EXERCISE BRIEF :: Please restate every entry exactly. Leave out the pictures.
_ _ _
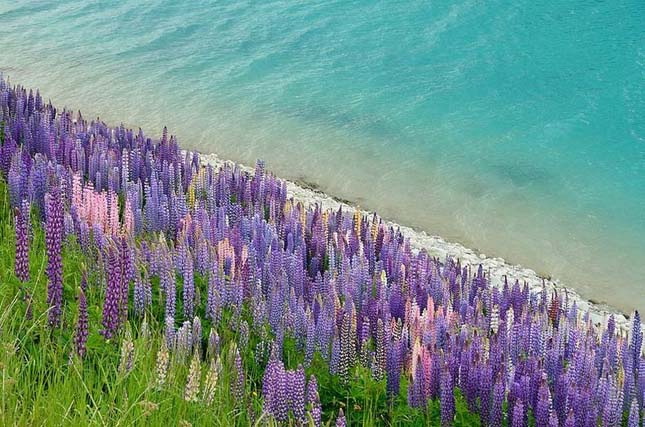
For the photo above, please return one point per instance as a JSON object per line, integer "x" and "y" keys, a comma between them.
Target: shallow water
{"x": 517, "y": 129}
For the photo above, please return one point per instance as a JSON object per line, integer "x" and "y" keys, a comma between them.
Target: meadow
{"x": 140, "y": 286}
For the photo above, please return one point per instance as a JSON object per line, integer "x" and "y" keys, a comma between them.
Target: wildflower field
{"x": 139, "y": 286}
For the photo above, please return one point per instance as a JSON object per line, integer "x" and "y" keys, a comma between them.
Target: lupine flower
{"x": 632, "y": 421}
{"x": 197, "y": 334}
{"x": 238, "y": 382}
{"x": 82, "y": 325}
{"x": 518, "y": 415}
{"x": 210, "y": 382}
{"x": 22, "y": 224}
{"x": 163, "y": 357}
{"x": 340, "y": 420}
{"x": 189, "y": 288}
{"x": 53, "y": 239}
{"x": 192, "y": 384}
{"x": 111, "y": 304}
{"x": 297, "y": 393}
{"x": 447, "y": 399}
{"x": 127, "y": 353}
{"x": 213, "y": 344}
{"x": 339, "y": 283}
{"x": 313, "y": 401}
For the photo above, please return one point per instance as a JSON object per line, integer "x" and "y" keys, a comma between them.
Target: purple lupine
{"x": 213, "y": 344}
{"x": 22, "y": 224}
{"x": 139, "y": 295}
{"x": 347, "y": 348}
{"x": 497, "y": 411}
{"x": 197, "y": 334}
{"x": 54, "y": 240}
{"x": 82, "y": 325}
{"x": 543, "y": 409}
{"x": 189, "y": 287}
{"x": 238, "y": 384}
{"x": 518, "y": 414}
{"x": 112, "y": 299}
{"x": 340, "y": 420}
{"x": 274, "y": 260}
{"x": 297, "y": 394}
{"x": 632, "y": 420}
{"x": 313, "y": 401}
{"x": 636, "y": 342}
{"x": 447, "y": 398}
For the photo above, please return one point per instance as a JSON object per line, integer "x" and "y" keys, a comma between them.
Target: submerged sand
{"x": 496, "y": 268}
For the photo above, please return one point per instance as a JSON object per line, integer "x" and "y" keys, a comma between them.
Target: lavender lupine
{"x": 632, "y": 420}
{"x": 192, "y": 384}
{"x": 518, "y": 414}
{"x": 22, "y": 225}
{"x": 337, "y": 282}
{"x": 127, "y": 353}
{"x": 189, "y": 287}
{"x": 111, "y": 309}
{"x": 163, "y": 357}
{"x": 239, "y": 380}
{"x": 340, "y": 420}
{"x": 54, "y": 239}
{"x": 82, "y": 325}
{"x": 313, "y": 401}
{"x": 297, "y": 393}
{"x": 447, "y": 399}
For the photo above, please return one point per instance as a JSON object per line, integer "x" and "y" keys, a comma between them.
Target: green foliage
{"x": 45, "y": 383}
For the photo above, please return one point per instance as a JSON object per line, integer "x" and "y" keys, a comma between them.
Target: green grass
{"x": 44, "y": 383}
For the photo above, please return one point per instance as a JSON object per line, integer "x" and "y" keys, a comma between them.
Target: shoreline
{"x": 496, "y": 268}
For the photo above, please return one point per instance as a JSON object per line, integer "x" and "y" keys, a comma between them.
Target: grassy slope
{"x": 43, "y": 385}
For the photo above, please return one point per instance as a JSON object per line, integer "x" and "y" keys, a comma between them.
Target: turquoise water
{"x": 516, "y": 128}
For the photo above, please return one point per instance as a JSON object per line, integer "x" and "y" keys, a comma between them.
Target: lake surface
{"x": 516, "y": 128}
_ _ _
SOLVED PROBLEM ::
For the photo above, please return one point per instance as a JSON object per line, integer "x" and "y" keys, a comma between them.
Target: shallow water
{"x": 517, "y": 129}
For the photo above, please return one point per instance as a JSON object per line, integer "x" and "y" keys, a comma between them.
Target: meadow
{"x": 140, "y": 286}
For the photo above, please return one point per instance as a JSON object per line, integer "x" and "y" keys, a comma between them.
Target: wildflower field
{"x": 139, "y": 286}
For the photo above, please return one point per instance as a JSON object per line, integer "x" and "y" keys, a comma between them.
Target: lupine flower
{"x": 632, "y": 421}
{"x": 197, "y": 334}
{"x": 238, "y": 382}
{"x": 82, "y": 325}
{"x": 518, "y": 415}
{"x": 210, "y": 382}
{"x": 22, "y": 224}
{"x": 163, "y": 357}
{"x": 340, "y": 420}
{"x": 189, "y": 288}
{"x": 53, "y": 239}
{"x": 192, "y": 384}
{"x": 111, "y": 304}
{"x": 297, "y": 393}
{"x": 447, "y": 399}
{"x": 127, "y": 353}
{"x": 213, "y": 344}
{"x": 339, "y": 283}
{"x": 313, "y": 401}
For the photo above, please return one point per instance as a JSON object per line, integer "x" and "y" keys, a comma between them.
Target: purple lupine
{"x": 213, "y": 344}
{"x": 22, "y": 224}
{"x": 139, "y": 295}
{"x": 347, "y": 348}
{"x": 497, "y": 411}
{"x": 197, "y": 334}
{"x": 54, "y": 240}
{"x": 82, "y": 325}
{"x": 543, "y": 409}
{"x": 189, "y": 287}
{"x": 238, "y": 384}
{"x": 518, "y": 414}
{"x": 112, "y": 299}
{"x": 340, "y": 420}
{"x": 274, "y": 260}
{"x": 297, "y": 394}
{"x": 632, "y": 420}
{"x": 313, "y": 401}
{"x": 636, "y": 342}
{"x": 447, "y": 398}
For the photo above, please return one point per instance as a JSON object per line, integer "x" and "y" keys, a comma between them.
Target: submerged sand
{"x": 496, "y": 268}
For the photo above, please return one point per instance as a JSON object per line, integer "x" and "y" keys, a comma between them.
Target: lavender lupine
{"x": 632, "y": 420}
{"x": 192, "y": 384}
{"x": 518, "y": 414}
{"x": 22, "y": 225}
{"x": 337, "y": 282}
{"x": 127, "y": 353}
{"x": 189, "y": 287}
{"x": 111, "y": 309}
{"x": 163, "y": 357}
{"x": 239, "y": 380}
{"x": 340, "y": 420}
{"x": 54, "y": 239}
{"x": 82, "y": 325}
{"x": 313, "y": 401}
{"x": 297, "y": 393}
{"x": 447, "y": 399}
For the photo above, please return one point per instance as a JSON object per line, integer "x" and "y" keys, a comma between them.
Target: green foliage
{"x": 45, "y": 383}
For the photo above, please return one point per instance as a JSON object per line, integer "x" and "y" keys, a comma between them.
Target: green grass
{"x": 44, "y": 383}
For the photo above, please return one point per instance as a JSON object per line, integer "x" and "y" keys, a comma between them.
Target: shoreline
{"x": 496, "y": 268}
For the photo above, please return one point per instance as a JSON object per line, integer "x" and "y" keys, a comma between them.
Target: grassy slope
{"x": 43, "y": 385}
For the photo above, please return one point per instance as a JSON object per line, integer "x" and "y" keys, a comma between them.
Target: turquoise water
{"x": 516, "y": 128}
For the photo above, please return one point per instance as a JSON object per line, integer "x" and "y" keys, a comma between them.
Target: lake surface
{"x": 516, "y": 128}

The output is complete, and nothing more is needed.